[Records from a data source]

▽

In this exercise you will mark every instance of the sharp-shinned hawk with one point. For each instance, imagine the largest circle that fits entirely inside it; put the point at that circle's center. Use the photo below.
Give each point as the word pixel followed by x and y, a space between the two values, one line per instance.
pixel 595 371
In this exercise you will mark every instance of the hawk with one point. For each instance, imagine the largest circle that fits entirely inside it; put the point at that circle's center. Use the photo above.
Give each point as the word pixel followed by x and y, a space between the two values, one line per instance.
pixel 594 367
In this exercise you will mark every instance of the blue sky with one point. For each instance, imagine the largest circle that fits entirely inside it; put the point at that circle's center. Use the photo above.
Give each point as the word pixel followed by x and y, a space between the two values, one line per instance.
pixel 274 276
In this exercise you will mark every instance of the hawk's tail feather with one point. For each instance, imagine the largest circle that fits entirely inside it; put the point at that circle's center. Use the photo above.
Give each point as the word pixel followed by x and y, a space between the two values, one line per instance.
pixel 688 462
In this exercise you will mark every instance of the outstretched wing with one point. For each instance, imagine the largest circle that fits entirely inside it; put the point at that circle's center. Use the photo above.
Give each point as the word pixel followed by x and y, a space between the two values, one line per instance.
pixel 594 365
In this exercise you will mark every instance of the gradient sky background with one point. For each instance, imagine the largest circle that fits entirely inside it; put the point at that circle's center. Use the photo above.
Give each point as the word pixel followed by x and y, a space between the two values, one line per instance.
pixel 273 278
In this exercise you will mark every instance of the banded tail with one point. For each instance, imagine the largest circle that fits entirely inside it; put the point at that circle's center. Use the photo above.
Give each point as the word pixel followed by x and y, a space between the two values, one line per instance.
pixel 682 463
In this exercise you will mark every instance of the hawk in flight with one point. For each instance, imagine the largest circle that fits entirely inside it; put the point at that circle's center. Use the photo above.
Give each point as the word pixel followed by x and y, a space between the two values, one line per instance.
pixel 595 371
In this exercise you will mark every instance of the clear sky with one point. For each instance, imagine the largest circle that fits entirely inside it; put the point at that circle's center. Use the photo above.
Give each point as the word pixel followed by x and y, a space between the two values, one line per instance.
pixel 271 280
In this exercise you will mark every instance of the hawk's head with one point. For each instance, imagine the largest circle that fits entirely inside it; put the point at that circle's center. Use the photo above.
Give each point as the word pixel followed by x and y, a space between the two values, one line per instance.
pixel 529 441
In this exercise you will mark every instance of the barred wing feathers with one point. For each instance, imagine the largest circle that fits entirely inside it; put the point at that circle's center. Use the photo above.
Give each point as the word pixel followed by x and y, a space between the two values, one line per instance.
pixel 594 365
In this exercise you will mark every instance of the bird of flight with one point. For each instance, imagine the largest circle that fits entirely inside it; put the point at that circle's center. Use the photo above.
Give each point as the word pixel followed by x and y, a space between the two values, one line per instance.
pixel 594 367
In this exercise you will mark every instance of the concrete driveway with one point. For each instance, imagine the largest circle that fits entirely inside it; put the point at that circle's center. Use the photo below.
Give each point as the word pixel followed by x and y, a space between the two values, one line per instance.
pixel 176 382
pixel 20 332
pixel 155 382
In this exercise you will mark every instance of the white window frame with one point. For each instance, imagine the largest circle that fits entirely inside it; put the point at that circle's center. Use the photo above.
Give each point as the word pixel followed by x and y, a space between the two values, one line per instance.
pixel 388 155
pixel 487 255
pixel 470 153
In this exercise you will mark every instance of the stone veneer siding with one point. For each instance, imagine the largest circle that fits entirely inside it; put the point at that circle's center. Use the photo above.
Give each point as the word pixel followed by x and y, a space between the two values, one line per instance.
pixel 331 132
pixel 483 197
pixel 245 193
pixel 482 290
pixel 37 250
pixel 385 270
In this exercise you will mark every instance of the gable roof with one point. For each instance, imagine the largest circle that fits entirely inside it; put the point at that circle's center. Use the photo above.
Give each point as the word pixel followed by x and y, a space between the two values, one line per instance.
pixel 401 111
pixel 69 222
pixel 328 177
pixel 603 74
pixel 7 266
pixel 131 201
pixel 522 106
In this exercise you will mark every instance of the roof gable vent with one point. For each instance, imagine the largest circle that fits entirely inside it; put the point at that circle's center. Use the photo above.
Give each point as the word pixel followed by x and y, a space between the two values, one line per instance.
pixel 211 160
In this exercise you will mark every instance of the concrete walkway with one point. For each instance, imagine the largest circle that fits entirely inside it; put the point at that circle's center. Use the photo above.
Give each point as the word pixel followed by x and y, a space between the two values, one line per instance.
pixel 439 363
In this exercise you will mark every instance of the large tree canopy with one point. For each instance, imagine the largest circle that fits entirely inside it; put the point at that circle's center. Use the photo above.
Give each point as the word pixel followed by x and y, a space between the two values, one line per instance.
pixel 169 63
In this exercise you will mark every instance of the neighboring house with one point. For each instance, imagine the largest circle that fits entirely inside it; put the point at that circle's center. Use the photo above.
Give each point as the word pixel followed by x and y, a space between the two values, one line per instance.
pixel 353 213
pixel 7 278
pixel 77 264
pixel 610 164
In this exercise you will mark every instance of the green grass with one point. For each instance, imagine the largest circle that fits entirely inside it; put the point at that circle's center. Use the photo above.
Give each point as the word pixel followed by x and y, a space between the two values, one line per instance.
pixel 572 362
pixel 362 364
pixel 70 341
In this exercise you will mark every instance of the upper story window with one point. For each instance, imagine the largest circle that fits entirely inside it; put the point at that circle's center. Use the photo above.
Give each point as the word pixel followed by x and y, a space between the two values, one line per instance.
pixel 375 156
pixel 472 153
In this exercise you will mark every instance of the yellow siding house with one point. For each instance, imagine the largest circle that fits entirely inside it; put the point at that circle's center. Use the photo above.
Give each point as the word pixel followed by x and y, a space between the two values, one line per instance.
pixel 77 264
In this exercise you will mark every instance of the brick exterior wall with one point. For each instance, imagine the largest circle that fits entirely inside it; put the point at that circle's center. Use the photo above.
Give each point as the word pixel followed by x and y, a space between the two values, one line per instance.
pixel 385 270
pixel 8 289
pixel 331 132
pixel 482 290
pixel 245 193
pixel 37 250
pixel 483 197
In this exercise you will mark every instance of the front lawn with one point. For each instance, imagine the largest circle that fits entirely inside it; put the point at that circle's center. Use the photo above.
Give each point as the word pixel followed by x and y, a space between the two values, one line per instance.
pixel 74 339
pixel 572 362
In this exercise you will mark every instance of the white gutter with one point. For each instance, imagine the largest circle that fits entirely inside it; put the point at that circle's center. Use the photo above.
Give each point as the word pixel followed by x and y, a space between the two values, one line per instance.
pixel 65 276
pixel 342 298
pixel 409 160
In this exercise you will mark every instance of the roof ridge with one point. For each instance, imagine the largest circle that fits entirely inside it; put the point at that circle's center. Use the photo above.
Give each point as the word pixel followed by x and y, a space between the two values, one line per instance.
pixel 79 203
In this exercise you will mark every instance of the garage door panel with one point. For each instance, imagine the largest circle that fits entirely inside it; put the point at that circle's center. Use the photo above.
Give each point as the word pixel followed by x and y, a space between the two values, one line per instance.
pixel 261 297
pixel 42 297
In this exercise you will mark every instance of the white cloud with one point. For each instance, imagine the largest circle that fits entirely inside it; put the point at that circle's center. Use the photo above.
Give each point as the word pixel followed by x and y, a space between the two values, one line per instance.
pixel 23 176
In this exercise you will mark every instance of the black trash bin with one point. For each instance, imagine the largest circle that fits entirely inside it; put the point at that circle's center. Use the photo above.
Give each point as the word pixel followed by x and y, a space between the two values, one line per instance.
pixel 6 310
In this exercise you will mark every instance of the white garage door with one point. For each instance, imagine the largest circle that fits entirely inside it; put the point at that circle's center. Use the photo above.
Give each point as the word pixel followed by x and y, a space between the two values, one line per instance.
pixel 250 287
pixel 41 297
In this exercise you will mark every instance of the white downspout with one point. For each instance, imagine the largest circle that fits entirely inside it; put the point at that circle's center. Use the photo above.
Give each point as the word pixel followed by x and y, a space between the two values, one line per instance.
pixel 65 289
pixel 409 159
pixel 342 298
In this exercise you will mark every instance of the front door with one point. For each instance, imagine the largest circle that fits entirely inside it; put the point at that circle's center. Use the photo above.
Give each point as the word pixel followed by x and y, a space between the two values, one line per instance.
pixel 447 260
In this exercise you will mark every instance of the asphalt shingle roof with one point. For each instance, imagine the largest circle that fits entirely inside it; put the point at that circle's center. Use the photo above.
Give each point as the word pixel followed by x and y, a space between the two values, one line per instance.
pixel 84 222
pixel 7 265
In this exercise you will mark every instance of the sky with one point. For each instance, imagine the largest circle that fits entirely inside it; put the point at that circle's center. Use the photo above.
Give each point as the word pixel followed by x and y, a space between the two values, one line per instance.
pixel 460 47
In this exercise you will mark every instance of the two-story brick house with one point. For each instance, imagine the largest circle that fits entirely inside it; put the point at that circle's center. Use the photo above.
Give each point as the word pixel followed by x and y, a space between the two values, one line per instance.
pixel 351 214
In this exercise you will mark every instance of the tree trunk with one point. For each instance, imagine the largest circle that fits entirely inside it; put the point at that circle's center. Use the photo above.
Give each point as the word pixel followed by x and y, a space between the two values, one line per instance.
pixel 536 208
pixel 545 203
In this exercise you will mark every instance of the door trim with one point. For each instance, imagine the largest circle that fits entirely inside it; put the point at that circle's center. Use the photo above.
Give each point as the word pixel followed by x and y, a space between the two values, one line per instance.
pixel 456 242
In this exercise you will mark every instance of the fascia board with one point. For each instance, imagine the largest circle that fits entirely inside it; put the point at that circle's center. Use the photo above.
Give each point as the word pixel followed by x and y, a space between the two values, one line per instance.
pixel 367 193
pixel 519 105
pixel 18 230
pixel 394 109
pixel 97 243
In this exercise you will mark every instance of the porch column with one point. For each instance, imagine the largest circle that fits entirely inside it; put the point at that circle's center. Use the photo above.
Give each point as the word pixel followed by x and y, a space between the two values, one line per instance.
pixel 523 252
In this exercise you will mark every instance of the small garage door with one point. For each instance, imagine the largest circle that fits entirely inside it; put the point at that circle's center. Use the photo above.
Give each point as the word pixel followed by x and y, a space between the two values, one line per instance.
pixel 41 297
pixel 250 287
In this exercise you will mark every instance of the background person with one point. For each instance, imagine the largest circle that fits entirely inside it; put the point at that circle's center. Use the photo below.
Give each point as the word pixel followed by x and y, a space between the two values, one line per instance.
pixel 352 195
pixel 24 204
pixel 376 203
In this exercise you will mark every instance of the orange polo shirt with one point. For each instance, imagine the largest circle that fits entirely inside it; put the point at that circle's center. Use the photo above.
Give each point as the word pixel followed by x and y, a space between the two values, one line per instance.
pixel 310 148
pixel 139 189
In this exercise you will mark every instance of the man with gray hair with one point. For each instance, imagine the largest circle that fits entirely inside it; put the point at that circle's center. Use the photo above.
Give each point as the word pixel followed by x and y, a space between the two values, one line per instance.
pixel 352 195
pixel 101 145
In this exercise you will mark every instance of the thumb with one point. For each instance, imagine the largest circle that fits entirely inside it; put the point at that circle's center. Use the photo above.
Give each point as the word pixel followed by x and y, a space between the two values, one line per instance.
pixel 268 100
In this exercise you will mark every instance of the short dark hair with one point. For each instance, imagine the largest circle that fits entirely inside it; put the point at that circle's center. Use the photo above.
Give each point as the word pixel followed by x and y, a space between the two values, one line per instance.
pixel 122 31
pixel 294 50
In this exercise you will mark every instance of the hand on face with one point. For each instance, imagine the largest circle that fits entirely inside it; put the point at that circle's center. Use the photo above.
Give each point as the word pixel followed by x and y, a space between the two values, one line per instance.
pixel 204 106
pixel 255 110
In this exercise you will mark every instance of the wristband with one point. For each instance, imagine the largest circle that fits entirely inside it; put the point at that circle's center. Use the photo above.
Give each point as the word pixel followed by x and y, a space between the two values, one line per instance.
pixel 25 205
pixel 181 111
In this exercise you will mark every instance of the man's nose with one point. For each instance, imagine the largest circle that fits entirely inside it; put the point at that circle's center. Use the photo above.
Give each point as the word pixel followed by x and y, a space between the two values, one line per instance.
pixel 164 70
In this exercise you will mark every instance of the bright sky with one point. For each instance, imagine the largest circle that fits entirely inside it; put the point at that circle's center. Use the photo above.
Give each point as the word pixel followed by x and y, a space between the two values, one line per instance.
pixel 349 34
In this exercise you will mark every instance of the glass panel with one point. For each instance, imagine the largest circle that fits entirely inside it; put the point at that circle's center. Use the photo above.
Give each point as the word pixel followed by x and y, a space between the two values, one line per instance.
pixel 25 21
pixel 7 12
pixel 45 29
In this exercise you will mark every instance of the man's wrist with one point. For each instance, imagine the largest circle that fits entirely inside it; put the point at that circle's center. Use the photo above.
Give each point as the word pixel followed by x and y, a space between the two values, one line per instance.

△

Please give back the records exactly as written, beginning at the first line and including the line that holds "the hawk with" as the last.

[RESPONSE TO THIS EXERCISE]
In this exercise you will mark every instance of the sharp-shinned hawk with one point. For each instance, imagine the largest circle that fits entirely inside it; put the point at that circle's center. Use the photo below.
Give each point as the word pixel followed by x and y, a space between the two values, one line per instance.
pixel 595 371
In this exercise you will mark every instance of the hawk with one point. For each instance, imagine the largest circle that fits entirely inside it; put the point at that circle's center. Use the photo above.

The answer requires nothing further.